> [ABOUT THIS TASK]
Give back exactly the lines from the start of the listing to the line containing "Locate every flamingo wing", inclusive, and nothing beyond them.
================================
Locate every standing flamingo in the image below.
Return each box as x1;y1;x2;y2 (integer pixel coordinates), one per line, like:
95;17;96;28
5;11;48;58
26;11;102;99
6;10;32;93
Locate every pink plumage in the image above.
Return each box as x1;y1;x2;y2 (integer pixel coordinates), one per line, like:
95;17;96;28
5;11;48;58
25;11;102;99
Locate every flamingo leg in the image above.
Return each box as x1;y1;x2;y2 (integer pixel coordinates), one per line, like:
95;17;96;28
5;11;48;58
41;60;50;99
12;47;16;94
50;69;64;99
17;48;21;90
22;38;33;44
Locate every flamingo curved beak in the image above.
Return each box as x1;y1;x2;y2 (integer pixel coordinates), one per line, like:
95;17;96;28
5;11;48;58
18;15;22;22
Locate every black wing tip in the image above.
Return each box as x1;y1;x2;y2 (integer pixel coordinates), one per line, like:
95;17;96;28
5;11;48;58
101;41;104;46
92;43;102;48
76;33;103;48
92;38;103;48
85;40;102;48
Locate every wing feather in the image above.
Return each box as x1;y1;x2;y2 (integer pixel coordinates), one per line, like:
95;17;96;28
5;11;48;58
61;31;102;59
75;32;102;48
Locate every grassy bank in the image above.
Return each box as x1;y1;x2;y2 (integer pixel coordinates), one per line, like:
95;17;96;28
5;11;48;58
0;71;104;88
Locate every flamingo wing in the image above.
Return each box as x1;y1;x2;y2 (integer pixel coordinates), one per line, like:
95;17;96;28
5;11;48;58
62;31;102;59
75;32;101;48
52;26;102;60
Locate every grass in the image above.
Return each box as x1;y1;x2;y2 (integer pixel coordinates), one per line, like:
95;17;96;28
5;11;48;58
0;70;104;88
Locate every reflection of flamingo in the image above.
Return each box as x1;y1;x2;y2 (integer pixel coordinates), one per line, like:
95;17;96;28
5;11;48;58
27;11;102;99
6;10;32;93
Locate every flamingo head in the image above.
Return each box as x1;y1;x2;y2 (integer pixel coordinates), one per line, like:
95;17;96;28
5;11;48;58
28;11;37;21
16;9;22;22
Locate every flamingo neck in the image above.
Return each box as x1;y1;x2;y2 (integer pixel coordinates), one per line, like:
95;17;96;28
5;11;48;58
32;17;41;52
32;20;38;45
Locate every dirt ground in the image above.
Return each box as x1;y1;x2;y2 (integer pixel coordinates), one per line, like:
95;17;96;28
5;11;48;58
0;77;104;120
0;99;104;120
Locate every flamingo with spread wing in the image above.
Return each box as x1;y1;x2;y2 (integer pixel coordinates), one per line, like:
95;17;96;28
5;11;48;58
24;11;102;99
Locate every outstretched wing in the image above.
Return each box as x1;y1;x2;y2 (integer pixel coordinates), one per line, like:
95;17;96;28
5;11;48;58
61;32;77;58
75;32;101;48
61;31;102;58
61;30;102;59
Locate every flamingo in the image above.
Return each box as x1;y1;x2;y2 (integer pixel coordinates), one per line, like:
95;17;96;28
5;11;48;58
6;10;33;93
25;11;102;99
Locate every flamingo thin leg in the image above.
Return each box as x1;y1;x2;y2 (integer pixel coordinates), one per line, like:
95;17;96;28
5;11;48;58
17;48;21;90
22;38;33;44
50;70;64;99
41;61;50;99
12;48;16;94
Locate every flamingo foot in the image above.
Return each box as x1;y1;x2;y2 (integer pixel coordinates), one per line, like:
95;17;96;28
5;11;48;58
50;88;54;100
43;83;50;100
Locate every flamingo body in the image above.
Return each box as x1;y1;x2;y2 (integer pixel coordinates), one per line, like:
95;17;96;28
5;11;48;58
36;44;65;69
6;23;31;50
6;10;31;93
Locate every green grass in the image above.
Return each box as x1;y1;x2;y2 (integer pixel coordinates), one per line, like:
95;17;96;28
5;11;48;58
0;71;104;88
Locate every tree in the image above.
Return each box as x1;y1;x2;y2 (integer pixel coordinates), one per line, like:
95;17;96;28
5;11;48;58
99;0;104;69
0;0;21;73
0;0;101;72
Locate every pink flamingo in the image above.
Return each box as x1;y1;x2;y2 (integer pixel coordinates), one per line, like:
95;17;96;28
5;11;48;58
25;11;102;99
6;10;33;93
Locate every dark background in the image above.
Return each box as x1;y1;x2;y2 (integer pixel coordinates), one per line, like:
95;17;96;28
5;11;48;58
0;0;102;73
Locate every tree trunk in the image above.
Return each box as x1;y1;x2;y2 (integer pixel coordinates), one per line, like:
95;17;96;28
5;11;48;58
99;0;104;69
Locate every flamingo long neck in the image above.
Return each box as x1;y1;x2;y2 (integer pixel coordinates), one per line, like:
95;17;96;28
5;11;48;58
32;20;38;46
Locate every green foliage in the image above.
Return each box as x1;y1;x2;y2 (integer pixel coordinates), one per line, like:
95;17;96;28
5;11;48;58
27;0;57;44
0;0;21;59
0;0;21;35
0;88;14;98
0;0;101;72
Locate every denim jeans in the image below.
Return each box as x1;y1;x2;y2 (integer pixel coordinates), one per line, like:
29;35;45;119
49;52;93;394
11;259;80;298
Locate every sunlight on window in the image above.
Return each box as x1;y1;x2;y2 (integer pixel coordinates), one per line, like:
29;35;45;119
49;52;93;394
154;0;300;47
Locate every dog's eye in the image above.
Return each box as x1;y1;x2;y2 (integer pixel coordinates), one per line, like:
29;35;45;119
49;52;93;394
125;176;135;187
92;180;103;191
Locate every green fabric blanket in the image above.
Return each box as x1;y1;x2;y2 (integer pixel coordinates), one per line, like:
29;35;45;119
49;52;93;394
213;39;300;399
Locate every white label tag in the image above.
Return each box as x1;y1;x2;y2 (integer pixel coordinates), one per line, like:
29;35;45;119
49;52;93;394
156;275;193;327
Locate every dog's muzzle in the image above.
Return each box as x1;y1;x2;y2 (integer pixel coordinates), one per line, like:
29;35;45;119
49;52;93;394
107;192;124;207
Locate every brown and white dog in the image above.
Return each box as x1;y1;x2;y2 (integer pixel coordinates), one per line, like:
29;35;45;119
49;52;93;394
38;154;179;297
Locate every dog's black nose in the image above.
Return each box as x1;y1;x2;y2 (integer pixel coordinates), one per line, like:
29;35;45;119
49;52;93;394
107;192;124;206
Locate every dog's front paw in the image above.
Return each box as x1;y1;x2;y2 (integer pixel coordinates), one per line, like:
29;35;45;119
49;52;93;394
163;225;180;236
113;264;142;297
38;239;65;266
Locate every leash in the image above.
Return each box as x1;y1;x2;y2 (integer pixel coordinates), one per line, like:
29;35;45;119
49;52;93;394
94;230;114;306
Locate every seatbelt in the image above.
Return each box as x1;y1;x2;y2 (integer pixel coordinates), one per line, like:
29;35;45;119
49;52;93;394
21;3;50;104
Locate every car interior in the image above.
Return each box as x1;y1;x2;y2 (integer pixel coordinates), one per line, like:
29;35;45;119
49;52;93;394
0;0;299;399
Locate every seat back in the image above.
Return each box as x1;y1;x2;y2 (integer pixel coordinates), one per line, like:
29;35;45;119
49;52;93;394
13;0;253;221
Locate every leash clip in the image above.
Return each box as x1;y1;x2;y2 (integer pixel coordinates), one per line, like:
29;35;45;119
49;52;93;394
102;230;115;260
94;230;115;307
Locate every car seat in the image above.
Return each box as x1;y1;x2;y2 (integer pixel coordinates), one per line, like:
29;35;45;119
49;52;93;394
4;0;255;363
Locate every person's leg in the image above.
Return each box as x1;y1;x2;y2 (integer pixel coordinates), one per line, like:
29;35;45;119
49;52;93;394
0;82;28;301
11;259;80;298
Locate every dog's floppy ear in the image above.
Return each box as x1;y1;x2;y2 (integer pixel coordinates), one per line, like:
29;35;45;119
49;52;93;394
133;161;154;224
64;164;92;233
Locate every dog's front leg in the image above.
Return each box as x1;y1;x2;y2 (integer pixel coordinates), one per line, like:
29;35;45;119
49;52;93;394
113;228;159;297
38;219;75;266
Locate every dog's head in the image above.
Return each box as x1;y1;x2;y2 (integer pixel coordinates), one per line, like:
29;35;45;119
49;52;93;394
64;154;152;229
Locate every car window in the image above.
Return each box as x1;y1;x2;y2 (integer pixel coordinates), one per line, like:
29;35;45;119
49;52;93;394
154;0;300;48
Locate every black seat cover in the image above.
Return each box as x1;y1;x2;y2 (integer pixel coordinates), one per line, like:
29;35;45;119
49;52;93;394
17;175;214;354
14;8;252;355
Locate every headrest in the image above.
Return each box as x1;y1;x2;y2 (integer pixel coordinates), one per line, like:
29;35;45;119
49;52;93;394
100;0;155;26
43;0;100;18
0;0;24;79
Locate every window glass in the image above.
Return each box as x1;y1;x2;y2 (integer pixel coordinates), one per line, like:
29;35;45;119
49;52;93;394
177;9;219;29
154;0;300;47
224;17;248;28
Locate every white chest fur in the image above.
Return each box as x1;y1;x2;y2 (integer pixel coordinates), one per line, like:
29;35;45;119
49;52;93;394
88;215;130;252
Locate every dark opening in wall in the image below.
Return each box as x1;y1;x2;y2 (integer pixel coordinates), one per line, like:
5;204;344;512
================================
> [SOLVED EXERCISE]
Locate every standing flamingo in the image below.
Return each box as x1;y1;x2;y2 (integer pixel coordinates), one per line, like:
95;17;96;28
5;11;48;58
26;11;102;99
6;10;32;93
Locate every pink plumage in the image above.
Return each box as x1;y1;x2;y2 (integer pixel coordinates), one per line, like:
95;17;96;28
5;11;48;58
25;11;102;99
Locate every flamingo leg in the image above.
Return each box as x1;y1;x2;y2 (integer pixel coordinates), one per line, like:
95;17;96;28
5;11;48;58
41;60;50;99
12;47;16;94
50;69;64;99
17;48;21;90
22;38;33;44
Locate every flamingo curved beak in the image above.
Return each box as x1;y1;x2;y2 (integer pixel coordinates), one per line, like:
95;17;96;28
5;11;48;58
18;15;22;22
Locate every black wing tip in the image above.
Return each box as x1;y1;x2;y2 (integer pixel coordinates), one per line, like:
95;17;96;28
5;11;48;58
101;41;104;46
92;43;102;48
76;33;103;48
92;38;103;48
85;40;102;48
Locate every wing feather in the image above.
Return each box as x1;y1;x2;y2 (integer pixel coordinates), one per line, like:
95;17;96;28
5;11;48;58
61;31;102;59
75;32;102;48
Locate every grassy bank in the image above.
Return each box as x1;y1;x2;y2 (integer pixel coordinates), one per line, like:
95;17;96;28
5;11;48;58
0;71;104;88
Locate every flamingo wing in the image above.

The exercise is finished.